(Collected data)
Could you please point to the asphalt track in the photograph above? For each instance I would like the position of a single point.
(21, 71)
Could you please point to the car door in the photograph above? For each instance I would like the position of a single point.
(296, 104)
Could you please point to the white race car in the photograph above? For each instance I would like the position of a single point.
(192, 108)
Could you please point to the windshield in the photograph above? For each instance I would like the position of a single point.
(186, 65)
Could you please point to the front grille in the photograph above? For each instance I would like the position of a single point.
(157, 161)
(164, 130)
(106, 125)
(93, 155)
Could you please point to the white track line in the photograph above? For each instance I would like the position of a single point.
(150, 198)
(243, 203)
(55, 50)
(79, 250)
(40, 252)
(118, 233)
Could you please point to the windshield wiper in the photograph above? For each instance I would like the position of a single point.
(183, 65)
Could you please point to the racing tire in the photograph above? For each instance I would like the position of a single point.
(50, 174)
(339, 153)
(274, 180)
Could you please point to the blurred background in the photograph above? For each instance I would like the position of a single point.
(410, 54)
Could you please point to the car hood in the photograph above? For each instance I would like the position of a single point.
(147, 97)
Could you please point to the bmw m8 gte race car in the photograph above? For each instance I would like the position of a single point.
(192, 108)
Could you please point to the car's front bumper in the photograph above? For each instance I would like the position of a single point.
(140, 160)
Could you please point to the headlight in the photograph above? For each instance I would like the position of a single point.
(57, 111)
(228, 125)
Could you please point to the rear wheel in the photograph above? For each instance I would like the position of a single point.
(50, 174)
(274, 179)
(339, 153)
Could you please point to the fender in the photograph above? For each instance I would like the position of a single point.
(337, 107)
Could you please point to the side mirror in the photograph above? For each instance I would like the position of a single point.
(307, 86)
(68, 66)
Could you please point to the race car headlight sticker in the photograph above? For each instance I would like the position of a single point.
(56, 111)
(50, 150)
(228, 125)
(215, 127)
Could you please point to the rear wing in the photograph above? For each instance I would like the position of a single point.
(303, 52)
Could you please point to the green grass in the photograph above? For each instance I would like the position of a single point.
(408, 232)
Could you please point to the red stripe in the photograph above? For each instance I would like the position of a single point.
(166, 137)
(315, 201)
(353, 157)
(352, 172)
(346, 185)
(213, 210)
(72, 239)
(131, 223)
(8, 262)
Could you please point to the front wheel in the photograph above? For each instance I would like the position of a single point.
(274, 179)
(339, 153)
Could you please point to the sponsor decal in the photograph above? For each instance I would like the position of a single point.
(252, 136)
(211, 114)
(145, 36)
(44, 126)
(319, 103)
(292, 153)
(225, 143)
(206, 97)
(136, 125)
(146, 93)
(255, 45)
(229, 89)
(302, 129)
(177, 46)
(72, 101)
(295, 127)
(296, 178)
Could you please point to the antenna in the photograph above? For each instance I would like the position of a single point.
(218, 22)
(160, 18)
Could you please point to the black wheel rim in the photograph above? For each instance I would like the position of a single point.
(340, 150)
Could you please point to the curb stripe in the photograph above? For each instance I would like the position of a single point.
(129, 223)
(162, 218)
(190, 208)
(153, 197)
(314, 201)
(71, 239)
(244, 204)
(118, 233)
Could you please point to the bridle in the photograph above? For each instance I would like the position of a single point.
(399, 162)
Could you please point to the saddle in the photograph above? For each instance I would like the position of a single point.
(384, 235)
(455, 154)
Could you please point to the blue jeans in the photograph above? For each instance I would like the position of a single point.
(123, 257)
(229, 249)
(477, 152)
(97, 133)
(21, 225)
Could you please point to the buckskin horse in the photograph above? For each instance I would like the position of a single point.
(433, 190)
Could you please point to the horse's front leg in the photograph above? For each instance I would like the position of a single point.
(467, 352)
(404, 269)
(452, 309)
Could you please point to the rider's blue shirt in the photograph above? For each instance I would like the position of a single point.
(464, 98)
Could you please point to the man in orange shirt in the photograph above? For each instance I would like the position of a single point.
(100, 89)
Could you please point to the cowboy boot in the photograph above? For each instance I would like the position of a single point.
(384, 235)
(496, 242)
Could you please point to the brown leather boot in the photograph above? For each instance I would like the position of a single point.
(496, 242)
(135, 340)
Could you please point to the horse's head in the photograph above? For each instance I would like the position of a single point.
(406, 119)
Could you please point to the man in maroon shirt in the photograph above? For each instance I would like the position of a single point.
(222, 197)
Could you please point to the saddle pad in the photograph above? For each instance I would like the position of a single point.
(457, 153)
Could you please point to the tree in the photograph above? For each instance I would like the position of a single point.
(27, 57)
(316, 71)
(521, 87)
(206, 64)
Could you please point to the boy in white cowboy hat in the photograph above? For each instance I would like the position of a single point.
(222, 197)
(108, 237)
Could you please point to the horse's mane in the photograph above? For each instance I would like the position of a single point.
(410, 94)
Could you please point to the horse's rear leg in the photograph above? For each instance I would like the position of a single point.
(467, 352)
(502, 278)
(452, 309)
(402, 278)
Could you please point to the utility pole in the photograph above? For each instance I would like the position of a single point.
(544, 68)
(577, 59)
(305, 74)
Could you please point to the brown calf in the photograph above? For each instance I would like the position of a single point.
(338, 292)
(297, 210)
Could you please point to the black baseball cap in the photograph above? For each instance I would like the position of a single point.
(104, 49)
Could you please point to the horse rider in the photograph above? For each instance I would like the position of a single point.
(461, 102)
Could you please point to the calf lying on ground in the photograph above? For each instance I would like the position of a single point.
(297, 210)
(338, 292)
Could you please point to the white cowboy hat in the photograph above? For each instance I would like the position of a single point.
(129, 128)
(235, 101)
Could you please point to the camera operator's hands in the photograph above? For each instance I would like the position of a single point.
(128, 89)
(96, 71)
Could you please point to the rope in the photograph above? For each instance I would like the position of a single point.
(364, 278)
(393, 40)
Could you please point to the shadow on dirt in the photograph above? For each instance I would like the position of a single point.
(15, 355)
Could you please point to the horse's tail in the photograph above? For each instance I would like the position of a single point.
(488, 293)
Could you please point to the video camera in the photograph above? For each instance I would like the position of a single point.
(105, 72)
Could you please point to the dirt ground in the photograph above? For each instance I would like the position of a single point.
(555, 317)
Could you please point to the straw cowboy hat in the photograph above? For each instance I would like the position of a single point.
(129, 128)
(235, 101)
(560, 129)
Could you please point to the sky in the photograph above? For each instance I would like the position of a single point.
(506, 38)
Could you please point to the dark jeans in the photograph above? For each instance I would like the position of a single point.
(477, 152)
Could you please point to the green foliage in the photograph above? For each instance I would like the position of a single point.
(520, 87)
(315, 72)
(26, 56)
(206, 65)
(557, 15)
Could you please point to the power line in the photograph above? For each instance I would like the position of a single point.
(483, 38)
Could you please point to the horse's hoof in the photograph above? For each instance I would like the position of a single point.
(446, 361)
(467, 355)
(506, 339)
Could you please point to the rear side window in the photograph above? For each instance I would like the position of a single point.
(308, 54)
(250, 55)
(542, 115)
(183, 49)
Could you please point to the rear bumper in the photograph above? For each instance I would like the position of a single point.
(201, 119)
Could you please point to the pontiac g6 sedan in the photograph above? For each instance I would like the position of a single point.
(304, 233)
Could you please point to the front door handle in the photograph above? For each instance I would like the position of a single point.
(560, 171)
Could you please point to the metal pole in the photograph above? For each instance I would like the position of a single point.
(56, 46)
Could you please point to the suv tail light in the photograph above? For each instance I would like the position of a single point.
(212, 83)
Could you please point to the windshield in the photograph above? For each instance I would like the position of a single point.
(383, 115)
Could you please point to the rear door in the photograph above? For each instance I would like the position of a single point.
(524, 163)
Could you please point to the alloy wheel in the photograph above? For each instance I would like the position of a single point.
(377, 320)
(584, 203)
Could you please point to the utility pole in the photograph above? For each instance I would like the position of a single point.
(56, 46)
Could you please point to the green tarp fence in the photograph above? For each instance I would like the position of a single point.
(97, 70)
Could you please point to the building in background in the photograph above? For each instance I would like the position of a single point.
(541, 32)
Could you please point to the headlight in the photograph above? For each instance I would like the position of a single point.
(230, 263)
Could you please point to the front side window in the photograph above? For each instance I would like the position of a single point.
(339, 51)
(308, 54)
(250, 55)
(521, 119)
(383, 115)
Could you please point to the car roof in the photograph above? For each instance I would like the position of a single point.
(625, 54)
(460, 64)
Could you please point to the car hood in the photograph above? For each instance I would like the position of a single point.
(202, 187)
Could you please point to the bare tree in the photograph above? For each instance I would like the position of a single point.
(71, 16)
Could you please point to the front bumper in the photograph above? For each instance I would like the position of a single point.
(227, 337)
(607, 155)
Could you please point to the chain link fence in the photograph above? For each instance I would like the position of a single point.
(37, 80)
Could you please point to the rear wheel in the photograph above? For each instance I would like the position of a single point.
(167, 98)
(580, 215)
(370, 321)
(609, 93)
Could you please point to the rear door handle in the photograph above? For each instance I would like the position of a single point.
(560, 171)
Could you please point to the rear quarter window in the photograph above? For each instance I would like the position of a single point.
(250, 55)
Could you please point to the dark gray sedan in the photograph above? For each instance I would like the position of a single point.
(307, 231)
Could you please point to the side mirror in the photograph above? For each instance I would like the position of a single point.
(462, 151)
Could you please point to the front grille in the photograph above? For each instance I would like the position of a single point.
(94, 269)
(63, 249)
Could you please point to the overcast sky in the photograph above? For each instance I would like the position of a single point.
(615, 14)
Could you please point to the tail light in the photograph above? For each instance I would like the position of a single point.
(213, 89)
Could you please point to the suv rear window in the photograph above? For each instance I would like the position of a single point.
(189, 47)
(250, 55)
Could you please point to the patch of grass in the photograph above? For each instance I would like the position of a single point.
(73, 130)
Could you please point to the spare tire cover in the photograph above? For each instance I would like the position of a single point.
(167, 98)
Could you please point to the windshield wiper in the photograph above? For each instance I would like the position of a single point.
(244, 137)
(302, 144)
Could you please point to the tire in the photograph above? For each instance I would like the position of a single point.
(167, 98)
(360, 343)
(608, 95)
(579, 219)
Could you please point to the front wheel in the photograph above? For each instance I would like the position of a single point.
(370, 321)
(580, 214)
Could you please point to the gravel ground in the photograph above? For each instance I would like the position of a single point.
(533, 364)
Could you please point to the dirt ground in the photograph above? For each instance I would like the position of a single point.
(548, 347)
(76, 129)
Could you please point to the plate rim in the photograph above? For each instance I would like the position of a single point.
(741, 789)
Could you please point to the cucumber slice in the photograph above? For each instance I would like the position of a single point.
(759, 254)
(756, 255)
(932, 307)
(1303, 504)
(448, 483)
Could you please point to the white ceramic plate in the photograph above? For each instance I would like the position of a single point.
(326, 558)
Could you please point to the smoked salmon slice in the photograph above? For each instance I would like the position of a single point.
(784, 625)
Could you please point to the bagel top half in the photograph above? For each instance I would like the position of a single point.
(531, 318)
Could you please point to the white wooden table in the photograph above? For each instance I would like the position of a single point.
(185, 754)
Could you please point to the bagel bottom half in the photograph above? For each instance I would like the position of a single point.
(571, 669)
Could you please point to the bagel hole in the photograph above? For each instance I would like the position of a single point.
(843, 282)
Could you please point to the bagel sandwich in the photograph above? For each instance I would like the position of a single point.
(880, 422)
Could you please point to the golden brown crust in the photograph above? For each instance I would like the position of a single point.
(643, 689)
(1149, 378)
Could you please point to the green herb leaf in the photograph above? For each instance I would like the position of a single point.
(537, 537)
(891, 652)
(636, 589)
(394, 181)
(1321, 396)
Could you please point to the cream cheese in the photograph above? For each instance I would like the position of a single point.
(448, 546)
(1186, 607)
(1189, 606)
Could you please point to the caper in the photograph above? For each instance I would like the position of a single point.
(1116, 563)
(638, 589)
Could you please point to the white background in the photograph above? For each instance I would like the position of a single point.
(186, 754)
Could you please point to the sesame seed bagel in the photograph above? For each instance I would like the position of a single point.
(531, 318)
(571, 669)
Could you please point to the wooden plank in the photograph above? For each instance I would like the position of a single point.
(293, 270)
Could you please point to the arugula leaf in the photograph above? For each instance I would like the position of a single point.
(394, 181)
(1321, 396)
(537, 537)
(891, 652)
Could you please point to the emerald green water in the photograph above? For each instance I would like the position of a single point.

(Task requirements)
Only these lines should appear in the reply: the one containing "Could you please point to the sesame", the last line of the data, and all lines between them, each copied exactly.

(Response to this exercise)
Could you please point to the sesame seed bagel in the photograph above? For each instance I would like the position of a single point.
(531, 318)
(571, 669)
Could you please point to the wooden plank in the photograph above? For each instance I would like the position of a single point.
(293, 270)
Could you please point to the arugula leaf in the photograph above? For each instance I would like the position of a single point.
(394, 181)
(1321, 396)
(537, 537)
(891, 652)
Could you please point to the emerald green water in the photograph above? For each instance I would like the position of a single point.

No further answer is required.